**ASSIGNMENT**:
Please write each entry out again exactly as shown.

**RECORD EXCERPTS**:

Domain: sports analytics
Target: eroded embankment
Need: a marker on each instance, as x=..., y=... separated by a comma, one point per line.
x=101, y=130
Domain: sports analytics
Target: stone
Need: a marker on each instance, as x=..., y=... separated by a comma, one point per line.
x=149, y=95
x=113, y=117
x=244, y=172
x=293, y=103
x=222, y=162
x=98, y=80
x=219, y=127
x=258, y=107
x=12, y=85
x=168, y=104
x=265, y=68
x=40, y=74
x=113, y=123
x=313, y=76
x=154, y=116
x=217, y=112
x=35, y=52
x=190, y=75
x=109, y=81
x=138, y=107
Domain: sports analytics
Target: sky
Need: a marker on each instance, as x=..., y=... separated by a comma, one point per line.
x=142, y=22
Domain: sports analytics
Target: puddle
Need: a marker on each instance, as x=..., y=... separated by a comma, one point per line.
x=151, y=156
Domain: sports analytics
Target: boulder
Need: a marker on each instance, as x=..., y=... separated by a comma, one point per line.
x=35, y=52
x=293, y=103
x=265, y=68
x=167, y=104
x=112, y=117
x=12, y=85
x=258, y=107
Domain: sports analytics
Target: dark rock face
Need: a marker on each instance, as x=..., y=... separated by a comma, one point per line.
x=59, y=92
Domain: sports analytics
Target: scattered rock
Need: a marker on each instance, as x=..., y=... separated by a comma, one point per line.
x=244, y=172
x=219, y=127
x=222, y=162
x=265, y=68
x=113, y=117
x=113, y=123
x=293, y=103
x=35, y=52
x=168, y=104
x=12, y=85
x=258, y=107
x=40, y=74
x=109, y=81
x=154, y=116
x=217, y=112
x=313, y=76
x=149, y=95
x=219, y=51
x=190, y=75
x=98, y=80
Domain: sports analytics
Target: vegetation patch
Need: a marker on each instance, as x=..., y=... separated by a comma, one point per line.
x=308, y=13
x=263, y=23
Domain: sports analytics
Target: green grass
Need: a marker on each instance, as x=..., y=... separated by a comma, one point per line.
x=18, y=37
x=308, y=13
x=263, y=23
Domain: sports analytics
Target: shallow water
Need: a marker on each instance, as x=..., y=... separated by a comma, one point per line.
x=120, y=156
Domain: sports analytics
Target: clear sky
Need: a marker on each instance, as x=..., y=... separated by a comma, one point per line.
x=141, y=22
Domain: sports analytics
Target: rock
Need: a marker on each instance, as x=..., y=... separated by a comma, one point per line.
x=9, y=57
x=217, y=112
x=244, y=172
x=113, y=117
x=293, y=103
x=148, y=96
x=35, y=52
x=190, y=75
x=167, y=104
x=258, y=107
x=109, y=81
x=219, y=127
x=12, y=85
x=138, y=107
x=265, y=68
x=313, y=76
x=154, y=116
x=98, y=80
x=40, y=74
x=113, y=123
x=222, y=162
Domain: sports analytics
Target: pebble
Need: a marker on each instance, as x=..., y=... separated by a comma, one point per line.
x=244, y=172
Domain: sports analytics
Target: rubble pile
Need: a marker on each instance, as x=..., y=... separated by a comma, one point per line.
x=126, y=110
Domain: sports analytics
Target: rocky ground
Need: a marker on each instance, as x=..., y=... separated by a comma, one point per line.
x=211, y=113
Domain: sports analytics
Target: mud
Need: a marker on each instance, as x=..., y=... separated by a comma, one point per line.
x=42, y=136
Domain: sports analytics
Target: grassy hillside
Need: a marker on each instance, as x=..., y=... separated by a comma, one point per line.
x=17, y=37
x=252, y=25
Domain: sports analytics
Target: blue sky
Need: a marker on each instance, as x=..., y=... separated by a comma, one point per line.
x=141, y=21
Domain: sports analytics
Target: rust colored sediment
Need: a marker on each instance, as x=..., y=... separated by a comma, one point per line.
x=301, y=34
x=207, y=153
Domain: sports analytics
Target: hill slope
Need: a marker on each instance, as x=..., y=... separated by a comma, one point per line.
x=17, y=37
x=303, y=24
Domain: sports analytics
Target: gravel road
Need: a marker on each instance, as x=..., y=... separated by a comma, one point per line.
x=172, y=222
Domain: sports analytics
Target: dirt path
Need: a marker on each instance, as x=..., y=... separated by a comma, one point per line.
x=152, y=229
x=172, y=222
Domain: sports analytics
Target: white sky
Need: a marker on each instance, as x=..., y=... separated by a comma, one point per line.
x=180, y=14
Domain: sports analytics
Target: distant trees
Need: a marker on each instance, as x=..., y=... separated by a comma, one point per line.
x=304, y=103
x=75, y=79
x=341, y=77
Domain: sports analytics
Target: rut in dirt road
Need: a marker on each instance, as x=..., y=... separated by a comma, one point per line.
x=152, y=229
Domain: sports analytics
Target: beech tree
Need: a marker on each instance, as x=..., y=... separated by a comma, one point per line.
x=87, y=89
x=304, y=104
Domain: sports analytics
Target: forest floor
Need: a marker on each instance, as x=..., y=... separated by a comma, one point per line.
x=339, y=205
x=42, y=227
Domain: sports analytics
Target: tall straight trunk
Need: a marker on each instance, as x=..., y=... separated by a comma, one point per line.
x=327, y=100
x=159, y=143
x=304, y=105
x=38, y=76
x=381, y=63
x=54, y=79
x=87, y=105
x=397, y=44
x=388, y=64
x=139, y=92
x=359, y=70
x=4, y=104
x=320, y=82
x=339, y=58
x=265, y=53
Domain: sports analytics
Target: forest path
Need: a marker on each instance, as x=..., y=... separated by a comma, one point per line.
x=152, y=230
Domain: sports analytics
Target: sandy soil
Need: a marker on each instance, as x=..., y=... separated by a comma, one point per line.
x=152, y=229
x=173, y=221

**YOUR RESPONSE**:
Domain: sports analytics
Target: eroded embankment
Need: a marker on each instance, as x=..., y=... separated by a comma, one point per line.
x=101, y=130
Domain: sports analytics
Target: stone
Need: a marker on each instance, as x=..., y=... separated by a comma, one point per line.
x=149, y=95
x=113, y=117
x=244, y=172
x=293, y=103
x=222, y=162
x=98, y=80
x=219, y=127
x=258, y=107
x=12, y=85
x=168, y=104
x=265, y=68
x=40, y=74
x=113, y=123
x=313, y=76
x=154, y=116
x=217, y=112
x=35, y=52
x=190, y=75
x=109, y=81
x=138, y=107
Domain: sports analytics
Target: sky
Need: a marker on each instance, as x=..., y=... separated by a comma, one point per line.
x=142, y=22
Domain: sports analytics
Target: puddle
Need: a marker on each instance, as x=..., y=... separated by a comma, one point per line.
x=151, y=156
Domain: sports analytics
Target: boulder
Need: a marker on each instance, as x=..., y=... separated by a comma, one point per line.
x=35, y=52
x=293, y=103
x=265, y=68
x=167, y=104
x=112, y=117
x=12, y=85
x=258, y=107
Domain: sports analytics
Target: dark rock face
Need: a marker on each instance, as x=..., y=... separated by a comma, one point per line.
x=59, y=92
Domain: sports analytics
Target: scattered rock
Need: a marker on each instance, as x=..., y=... separated by a comma, one point per line.
x=244, y=172
x=219, y=127
x=222, y=162
x=265, y=68
x=113, y=117
x=113, y=123
x=293, y=103
x=35, y=52
x=168, y=104
x=12, y=85
x=258, y=107
x=40, y=74
x=109, y=81
x=154, y=116
x=217, y=112
x=313, y=76
x=149, y=95
x=219, y=51
x=190, y=75
x=98, y=80
Domain: sports analytics
Target: vegetation patch
Need: a marker on each instance, as x=..., y=... separated by a comma, one point per line.
x=308, y=13
x=263, y=23
Domain: sports analytics
Target: green grass
Need: a marker on each instance, as x=..., y=... separated by a comma, one point per line.
x=18, y=37
x=308, y=13
x=263, y=23
Domain: sports analytics
Target: shallow water
Need: a marker on each instance, as x=..., y=... separated by a comma, one point per line.
x=120, y=156
Domain: sports analytics
Target: clear sky
Need: a marker on each instance, as x=..., y=... separated by a comma, one point per line.
x=141, y=22
Domain: sports analytics
Target: rock
Need: a marker on each instance, as x=..., y=... separated by a comma, one point per line.
x=9, y=57
x=217, y=112
x=244, y=172
x=113, y=117
x=293, y=103
x=148, y=96
x=35, y=52
x=190, y=75
x=167, y=104
x=258, y=107
x=109, y=81
x=219, y=127
x=12, y=85
x=138, y=107
x=265, y=68
x=313, y=76
x=154, y=116
x=98, y=80
x=40, y=74
x=113, y=123
x=222, y=162
Domain: sports analytics
Target: pebble
Need: a marker on each instance, as x=..., y=... separated by a comma, one point per line.
x=244, y=172
Domain: sports analytics
Target: rubble pile
Need: a marker on each instance, as x=..., y=... separated by a comma, one point per line.
x=126, y=110
Domain: sports analytics
Target: rocky ground
Need: a marker on each instance, as x=..., y=... separated by a comma, one point per line.
x=211, y=113
Domain: sports analytics
Target: mud
Need: a marker on each instance, as x=..., y=... separated by a comma, one point per line.
x=42, y=136
Domain: sports analytics
Target: grassy hillside
Need: a marker on each instance, as x=..., y=... separated by a comma, one point per line.
x=17, y=37
x=252, y=25
Domain: sports analytics
Target: blue sky
Need: a marker on each instance, as x=..., y=... separated by a comma, one point per line.
x=141, y=21
Domain: sports analytics
Target: rust colored sediment
Need: a marker on each instance, as x=..., y=... separated by a comma, one point per line.
x=301, y=34
x=207, y=153
Domain: sports analytics
Target: hill slope
Need: a marker on each instance, as x=..., y=... separated by a comma, one point per line.
x=17, y=37
x=303, y=24
Domain: sports analytics
Target: gravel road
Need: a marker on each instance, as x=..., y=... separated by a comma, one point per line.
x=172, y=222
Domain: sports analytics
Target: dirt path
Need: a marker on each instance, as x=..., y=... separated by a comma, one point per line.
x=152, y=229
x=172, y=222
Domain: sports analytics
Target: white sky
Need: a marker on each instance, as x=..., y=... separated by a comma, one point per line.
x=180, y=14
Domain: sports analytics
Target: distant trees
Need: a marker on each instance, as x=..., y=... separated by a comma, one point per line.
x=304, y=103
x=75, y=79
x=341, y=77
Domain: sports analytics
Target: rut in dirt road
Need: a marker on each instance, as x=..., y=... separated by a comma, one point per line.
x=152, y=229
Domain: sports analytics
Target: beech tree
Need: a marker on each instance, as x=..., y=... separated by a comma, one point per line.
x=87, y=89
x=304, y=104
Domain: sports analytics
Target: forest floor
Need: a marker on each instance, as x=..., y=... separated by a comma, one point per line.
x=339, y=205
x=42, y=227
Domain: sports analytics
Target: tall straight trunk
Need: a marker on each instance, as x=..., y=... separated by a comma, one point per line.
x=327, y=100
x=159, y=143
x=304, y=105
x=38, y=76
x=381, y=63
x=54, y=79
x=87, y=105
x=397, y=44
x=388, y=64
x=139, y=92
x=359, y=70
x=4, y=104
x=320, y=82
x=339, y=58
x=265, y=53
Domain: sports analytics
Target: forest path
Need: a marker on each instance, as x=..., y=... separated by a comma, one point per line.
x=152, y=230
Domain: sports analytics
Target: sandy soil
Need: a marker on each instance, as x=..., y=... separated by a comma, one point per line.
x=152, y=229
x=173, y=221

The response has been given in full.